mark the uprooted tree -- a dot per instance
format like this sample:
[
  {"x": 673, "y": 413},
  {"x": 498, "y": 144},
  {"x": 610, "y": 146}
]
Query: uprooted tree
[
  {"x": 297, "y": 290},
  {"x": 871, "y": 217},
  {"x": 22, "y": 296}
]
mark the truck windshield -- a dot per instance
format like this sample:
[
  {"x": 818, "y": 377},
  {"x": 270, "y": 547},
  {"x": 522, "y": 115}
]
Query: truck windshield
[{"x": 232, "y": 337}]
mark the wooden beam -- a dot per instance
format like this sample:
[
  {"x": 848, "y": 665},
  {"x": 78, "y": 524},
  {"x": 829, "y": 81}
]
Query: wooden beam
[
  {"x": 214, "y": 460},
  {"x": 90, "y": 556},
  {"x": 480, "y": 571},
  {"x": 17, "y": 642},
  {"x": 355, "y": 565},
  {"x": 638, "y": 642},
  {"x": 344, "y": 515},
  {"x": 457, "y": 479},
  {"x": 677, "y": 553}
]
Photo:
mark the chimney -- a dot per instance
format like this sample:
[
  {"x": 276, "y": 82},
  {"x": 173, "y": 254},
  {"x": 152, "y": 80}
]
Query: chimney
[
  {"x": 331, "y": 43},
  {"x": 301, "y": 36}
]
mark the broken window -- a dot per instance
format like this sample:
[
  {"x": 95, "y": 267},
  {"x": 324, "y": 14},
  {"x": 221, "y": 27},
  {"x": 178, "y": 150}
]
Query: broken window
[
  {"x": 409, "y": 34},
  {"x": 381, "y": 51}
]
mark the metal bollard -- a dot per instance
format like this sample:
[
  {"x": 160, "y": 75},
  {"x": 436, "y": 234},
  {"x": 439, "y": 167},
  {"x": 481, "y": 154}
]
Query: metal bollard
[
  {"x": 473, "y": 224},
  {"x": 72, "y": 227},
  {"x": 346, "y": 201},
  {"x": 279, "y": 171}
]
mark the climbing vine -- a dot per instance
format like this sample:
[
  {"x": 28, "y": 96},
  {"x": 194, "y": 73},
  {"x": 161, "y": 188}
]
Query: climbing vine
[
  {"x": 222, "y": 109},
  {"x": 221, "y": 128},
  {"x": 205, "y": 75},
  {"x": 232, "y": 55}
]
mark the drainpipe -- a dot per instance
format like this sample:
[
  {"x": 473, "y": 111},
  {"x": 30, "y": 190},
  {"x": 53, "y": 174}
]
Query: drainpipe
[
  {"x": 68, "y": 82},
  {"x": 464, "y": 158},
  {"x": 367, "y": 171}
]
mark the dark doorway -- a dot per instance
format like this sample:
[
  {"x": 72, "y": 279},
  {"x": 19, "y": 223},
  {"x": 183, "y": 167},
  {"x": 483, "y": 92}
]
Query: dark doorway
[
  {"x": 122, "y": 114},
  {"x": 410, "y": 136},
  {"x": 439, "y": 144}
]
━━━━━━
# [Exercise directions]
Copy each line containing the word "mark" from the data.

# [Your response]
mark the uprooted tree -- a dot per instance
mark the truck windshield -- a dot per instance
mark the wooden beam -- a dot per instance
mark the chimney -- a dot per instance
mark the broken window -- a dot per instance
mark the metal bollard -- a dot per instance
mark the climbing vine -- a dot per instance
mark the drainpipe -- a dot per instance
mark the dark doorway -- a dot per instance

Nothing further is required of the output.